**Problem description**
Could you copy out the lines from the beginning through the line with "261,78 -> 292,101" (that line included), keeping the requests unchanged and raising every bounding-box coordinate in the answers by 92?

**Data shown**
╔══

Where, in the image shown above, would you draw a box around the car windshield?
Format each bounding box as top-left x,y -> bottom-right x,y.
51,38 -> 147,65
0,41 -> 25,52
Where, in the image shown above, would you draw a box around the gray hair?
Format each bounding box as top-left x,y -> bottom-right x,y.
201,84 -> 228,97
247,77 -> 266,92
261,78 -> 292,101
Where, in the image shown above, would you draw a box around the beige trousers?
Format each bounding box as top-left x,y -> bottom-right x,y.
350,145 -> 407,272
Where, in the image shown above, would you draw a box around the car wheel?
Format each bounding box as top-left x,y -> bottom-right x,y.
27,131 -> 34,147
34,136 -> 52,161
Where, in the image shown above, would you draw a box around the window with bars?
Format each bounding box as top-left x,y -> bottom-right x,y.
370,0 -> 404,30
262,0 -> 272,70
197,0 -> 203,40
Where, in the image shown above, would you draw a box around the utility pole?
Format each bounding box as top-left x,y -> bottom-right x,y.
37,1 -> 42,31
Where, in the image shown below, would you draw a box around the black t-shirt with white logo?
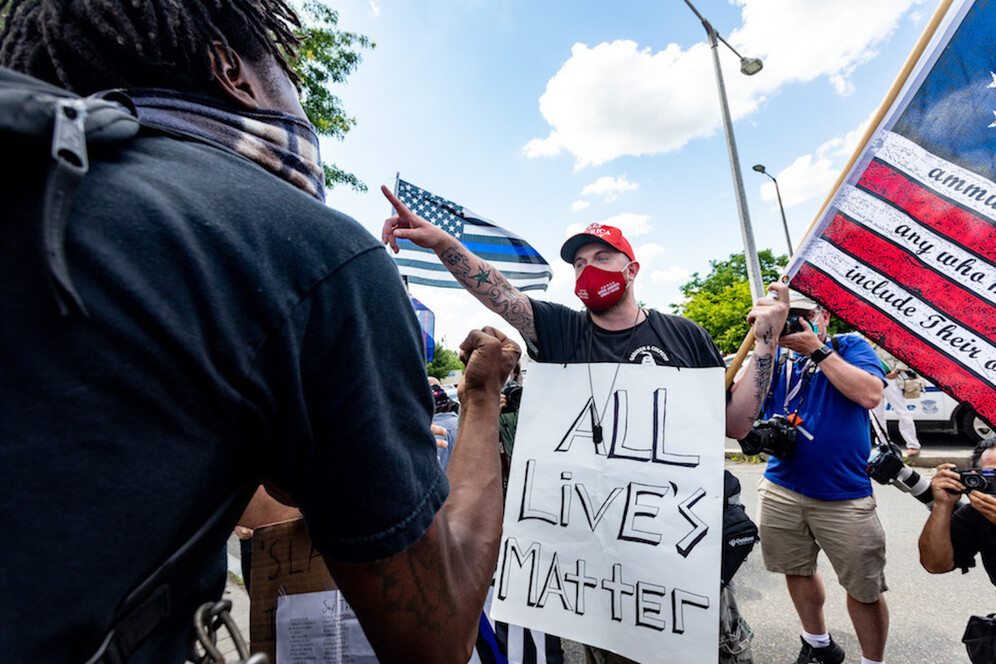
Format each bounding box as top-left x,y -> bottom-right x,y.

╚══

**Result of this exercise**
Where, in the image shown above, would you draw a box around the car windshield?
Format each bounding box as top-left x,y -> bottom-right x,y.
143,130 -> 239,157
92,133 -> 117,144
Where, in the image shown above, would you draw a box around the gray hair?
Format each bounding box as top-left x,y -> bottom-right x,y.
293,176 -> 320,189
339,169 -> 358,184
353,170 -> 384,193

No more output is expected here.